▶ **WRITTEN PROBLEM**
Rewrite everything from the line that contains "Each instance of the red" down to the line that contains "x=1158 y=387", requests included, and nothing else. Raise every x and y coordinate in the answers by 43, leaving the request wording unchanged.

▶ **SUPPLIED MATERIAL**
** BEGIN **

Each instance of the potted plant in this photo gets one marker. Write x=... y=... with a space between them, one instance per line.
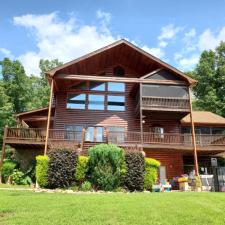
x=183 y=183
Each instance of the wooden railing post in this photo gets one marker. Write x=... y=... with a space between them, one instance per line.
x=49 y=118
x=193 y=135
x=83 y=138
x=141 y=117
x=3 y=149
x=107 y=135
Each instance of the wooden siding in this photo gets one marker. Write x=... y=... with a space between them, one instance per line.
x=173 y=161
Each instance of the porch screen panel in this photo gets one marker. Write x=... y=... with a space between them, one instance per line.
x=159 y=90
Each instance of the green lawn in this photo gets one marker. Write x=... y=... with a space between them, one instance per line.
x=26 y=207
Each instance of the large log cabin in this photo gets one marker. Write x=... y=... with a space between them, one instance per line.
x=121 y=94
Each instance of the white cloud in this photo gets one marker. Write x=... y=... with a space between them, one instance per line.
x=163 y=44
x=189 y=62
x=208 y=40
x=169 y=32
x=104 y=15
x=64 y=40
x=191 y=33
x=158 y=52
x=6 y=53
x=67 y=40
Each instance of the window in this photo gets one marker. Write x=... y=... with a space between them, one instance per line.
x=96 y=102
x=118 y=71
x=97 y=86
x=218 y=130
x=116 y=87
x=76 y=101
x=116 y=103
x=116 y=134
x=74 y=132
x=80 y=86
x=94 y=134
x=157 y=131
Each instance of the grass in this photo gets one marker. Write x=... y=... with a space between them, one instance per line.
x=14 y=186
x=25 y=207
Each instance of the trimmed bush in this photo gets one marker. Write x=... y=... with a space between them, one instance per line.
x=61 y=169
x=134 y=179
x=86 y=186
x=19 y=178
x=42 y=170
x=7 y=169
x=106 y=166
x=151 y=172
x=81 y=170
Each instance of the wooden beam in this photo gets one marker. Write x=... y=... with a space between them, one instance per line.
x=117 y=79
x=193 y=134
x=3 y=149
x=141 y=116
x=49 y=117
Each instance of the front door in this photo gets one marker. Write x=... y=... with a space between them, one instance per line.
x=94 y=134
x=162 y=174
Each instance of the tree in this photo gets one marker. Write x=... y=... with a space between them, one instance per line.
x=15 y=84
x=210 y=73
x=43 y=88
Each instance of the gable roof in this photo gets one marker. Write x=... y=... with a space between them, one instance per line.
x=161 y=63
x=204 y=117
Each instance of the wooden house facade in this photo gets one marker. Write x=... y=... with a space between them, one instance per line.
x=121 y=95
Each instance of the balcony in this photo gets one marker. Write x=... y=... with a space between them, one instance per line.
x=31 y=136
x=165 y=104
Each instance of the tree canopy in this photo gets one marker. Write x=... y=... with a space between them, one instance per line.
x=210 y=73
x=20 y=92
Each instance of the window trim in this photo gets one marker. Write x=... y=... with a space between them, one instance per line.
x=71 y=93
x=118 y=102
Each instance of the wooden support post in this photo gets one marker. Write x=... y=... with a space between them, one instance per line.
x=107 y=135
x=83 y=138
x=141 y=116
x=49 y=117
x=3 y=149
x=193 y=135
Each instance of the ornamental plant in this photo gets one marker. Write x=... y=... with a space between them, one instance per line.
x=81 y=169
x=7 y=169
x=134 y=179
x=42 y=163
x=106 y=166
x=151 y=172
x=61 y=169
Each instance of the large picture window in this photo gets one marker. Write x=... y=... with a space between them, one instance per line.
x=74 y=132
x=97 y=86
x=96 y=102
x=76 y=101
x=93 y=95
x=116 y=87
x=116 y=103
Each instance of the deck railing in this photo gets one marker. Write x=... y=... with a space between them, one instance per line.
x=179 y=104
x=36 y=134
x=165 y=138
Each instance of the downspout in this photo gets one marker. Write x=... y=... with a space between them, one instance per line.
x=49 y=117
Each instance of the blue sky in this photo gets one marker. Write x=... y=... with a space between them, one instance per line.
x=175 y=31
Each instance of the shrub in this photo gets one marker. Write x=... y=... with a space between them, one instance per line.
x=134 y=179
x=42 y=170
x=106 y=166
x=7 y=169
x=81 y=169
x=86 y=186
x=151 y=173
x=18 y=177
x=61 y=170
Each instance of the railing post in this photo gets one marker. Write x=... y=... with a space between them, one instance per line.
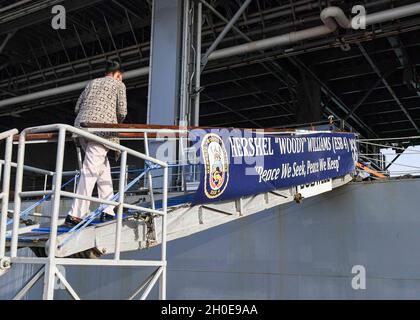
x=5 y=192
x=50 y=268
x=120 y=207
x=18 y=190
x=149 y=173
x=162 y=291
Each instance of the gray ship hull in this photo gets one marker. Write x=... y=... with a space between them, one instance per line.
x=293 y=251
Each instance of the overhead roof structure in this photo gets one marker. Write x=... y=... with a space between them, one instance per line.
x=367 y=77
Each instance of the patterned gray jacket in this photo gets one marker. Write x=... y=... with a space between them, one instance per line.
x=104 y=100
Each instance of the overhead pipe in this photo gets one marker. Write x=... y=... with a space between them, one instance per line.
x=67 y=88
x=332 y=17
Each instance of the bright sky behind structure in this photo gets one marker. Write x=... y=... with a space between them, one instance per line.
x=407 y=163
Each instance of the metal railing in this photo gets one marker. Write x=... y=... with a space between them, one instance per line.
x=391 y=157
x=49 y=264
x=6 y=166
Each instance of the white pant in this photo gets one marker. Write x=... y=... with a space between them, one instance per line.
x=96 y=169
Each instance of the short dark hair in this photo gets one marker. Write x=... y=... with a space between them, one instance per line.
x=112 y=67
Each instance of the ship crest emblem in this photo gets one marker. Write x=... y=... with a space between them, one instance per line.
x=216 y=165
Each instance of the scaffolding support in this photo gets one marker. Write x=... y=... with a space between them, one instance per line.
x=49 y=270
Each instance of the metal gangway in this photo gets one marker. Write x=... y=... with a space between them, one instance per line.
x=162 y=212
x=54 y=239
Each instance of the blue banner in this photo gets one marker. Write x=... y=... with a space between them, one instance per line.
x=240 y=163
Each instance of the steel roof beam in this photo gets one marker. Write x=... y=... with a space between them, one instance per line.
x=385 y=82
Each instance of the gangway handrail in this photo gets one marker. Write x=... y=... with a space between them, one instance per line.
x=8 y=135
x=50 y=263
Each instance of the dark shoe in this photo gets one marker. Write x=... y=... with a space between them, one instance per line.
x=106 y=217
x=71 y=221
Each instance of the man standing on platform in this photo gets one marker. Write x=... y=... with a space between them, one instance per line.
x=104 y=100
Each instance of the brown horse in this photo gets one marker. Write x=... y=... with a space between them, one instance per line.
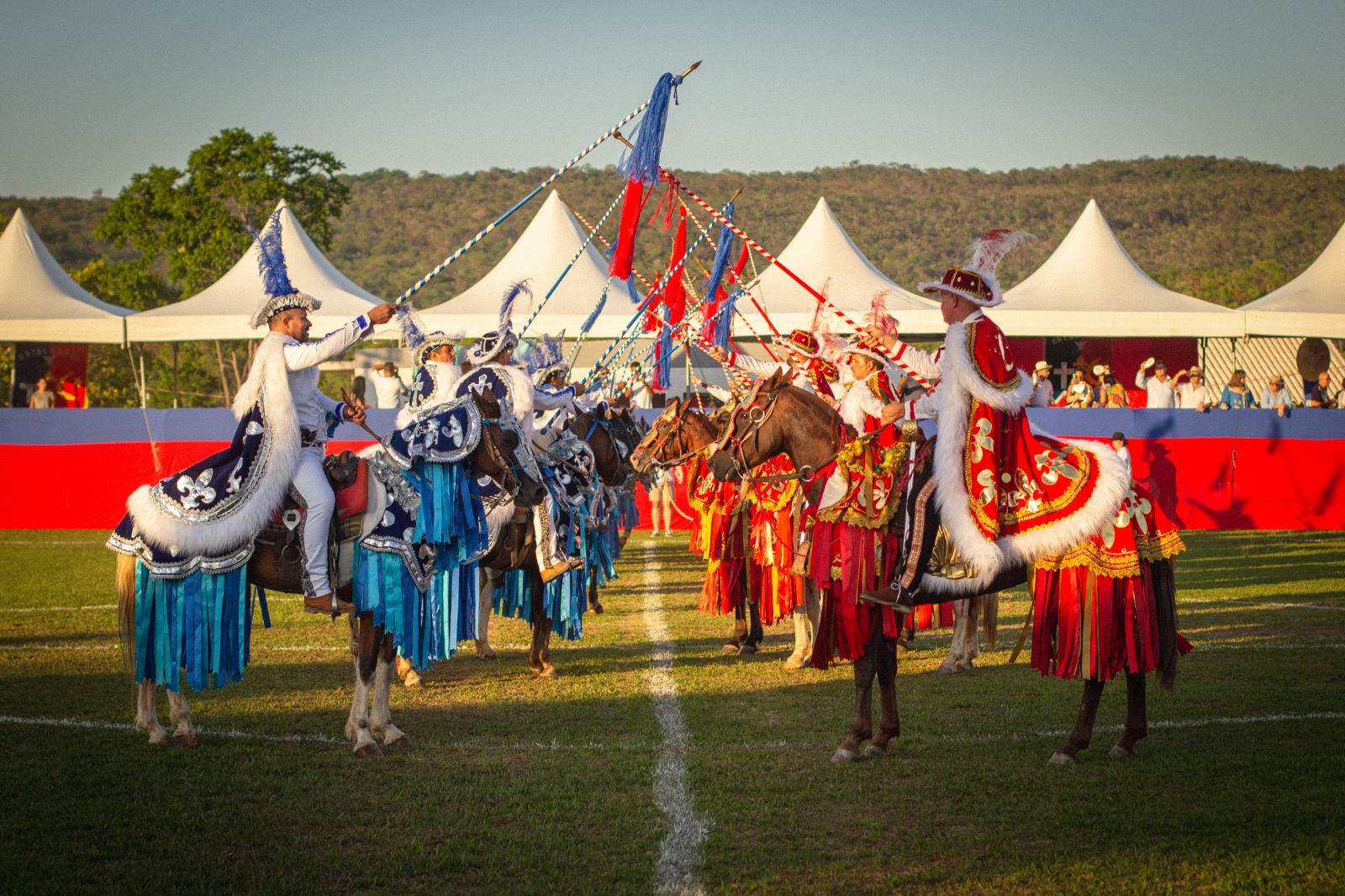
x=786 y=420
x=372 y=646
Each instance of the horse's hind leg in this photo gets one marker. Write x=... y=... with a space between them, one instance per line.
x=356 y=725
x=540 y=656
x=381 y=719
x=1137 y=717
x=147 y=714
x=1082 y=735
x=889 y=727
x=185 y=734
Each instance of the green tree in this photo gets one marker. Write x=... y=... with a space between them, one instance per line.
x=195 y=222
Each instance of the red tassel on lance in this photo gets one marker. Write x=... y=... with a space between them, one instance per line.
x=623 y=257
x=674 y=295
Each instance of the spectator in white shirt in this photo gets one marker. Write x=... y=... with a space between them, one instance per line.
x=1194 y=394
x=1042 y=387
x=1158 y=387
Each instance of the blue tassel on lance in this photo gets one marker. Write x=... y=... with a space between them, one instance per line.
x=642 y=163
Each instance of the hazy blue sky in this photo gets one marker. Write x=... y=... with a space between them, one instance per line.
x=94 y=92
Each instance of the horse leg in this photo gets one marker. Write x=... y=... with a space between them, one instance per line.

** END **

▶ **THE COMPLETED TASK**
Each instance of the red tassel on lance in this photo gets one marker. Write x=... y=... with a space between them, one instance per line.
x=666 y=300
x=717 y=338
Each instance of the spectator in white shirt in this photo gets one marker. Write x=... y=... with a space between them, one instance per line.
x=1237 y=437
x=1085 y=430
x=1201 y=430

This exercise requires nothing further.